• Problem: Reproduce every line of the data below word for word, changing nothing.

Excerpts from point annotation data
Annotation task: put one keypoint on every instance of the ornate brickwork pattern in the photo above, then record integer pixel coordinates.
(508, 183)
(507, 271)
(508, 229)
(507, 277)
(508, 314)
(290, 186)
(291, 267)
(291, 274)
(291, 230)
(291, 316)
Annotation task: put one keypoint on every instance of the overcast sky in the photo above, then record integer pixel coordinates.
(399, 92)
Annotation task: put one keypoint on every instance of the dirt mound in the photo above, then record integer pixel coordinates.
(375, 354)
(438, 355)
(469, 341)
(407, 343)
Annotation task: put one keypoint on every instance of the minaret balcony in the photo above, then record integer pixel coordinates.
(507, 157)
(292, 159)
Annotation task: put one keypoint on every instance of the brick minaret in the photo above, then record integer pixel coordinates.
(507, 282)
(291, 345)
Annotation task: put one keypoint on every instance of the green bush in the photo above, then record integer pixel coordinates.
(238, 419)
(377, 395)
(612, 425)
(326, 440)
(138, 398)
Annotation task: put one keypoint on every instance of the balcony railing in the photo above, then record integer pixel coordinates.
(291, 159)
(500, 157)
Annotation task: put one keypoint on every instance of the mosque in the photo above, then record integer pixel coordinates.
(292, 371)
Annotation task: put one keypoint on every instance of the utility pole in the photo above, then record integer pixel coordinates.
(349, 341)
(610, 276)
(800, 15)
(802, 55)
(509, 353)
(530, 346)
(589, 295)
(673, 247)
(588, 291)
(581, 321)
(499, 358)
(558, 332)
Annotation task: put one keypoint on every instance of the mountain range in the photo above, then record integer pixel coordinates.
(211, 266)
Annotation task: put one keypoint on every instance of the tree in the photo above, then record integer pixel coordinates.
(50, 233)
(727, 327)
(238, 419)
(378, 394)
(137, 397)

• Reply to the exercise:
Annotation task: put one keypoint on every instance of the ornate brickwork pattern in the photo above, then record integer pixel coordinates.
(508, 183)
(507, 271)
(508, 229)
(507, 277)
(508, 314)
(290, 186)
(291, 267)
(291, 274)
(291, 230)
(291, 316)
Annotation task: put one keypoint on every instance of the overcast sky in the photo above, then record integer pixel coordinates.
(399, 92)
Annotation task: put one keypoint on every instance of the dirt mound in the photo above, then record integer pixel coordinates.
(375, 354)
(438, 355)
(469, 341)
(407, 343)
Annotation task: put one keypoint on every instance of the minaret balcony in the photo above, then record integer pixel coordinates.
(507, 157)
(292, 159)
Annotation task: put one keypoint on every instance of the brick minaret in the photo above, then record integer pixel coordinates.
(507, 282)
(291, 345)
Annotation task: put one keypoint on every instance of the green bush in the photo above, then record integer pixel coordinates.
(238, 419)
(377, 395)
(612, 425)
(326, 440)
(138, 398)
Annotation task: put one keypoint on every instance of the balcony railing in the photo above, then record integer pixel coordinates.
(291, 159)
(500, 157)
Annotation task: put one keypoint on every instance of the mosque in the photo above, then record integer pixel coordinates.
(292, 371)
Annotation task: put one keypoint on every instance of the utility pole in the photo above, then record integer pixel coordinates.
(349, 341)
(610, 276)
(800, 15)
(802, 55)
(509, 353)
(530, 346)
(589, 295)
(673, 247)
(588, 291)
(581, 321)
(499, 358)
(558, 332)
Annotation task: put one keypoint on every instance of the mountain range in the photo above, then record integer pixel coordinates.
(211, 266)
Annotation task: put one keypoint on every instance of the tree in the photo above, then record integer pixel coordinates.
(50, 233)
(727, 327)
(238, 419)
(378, 394)
(137, 397)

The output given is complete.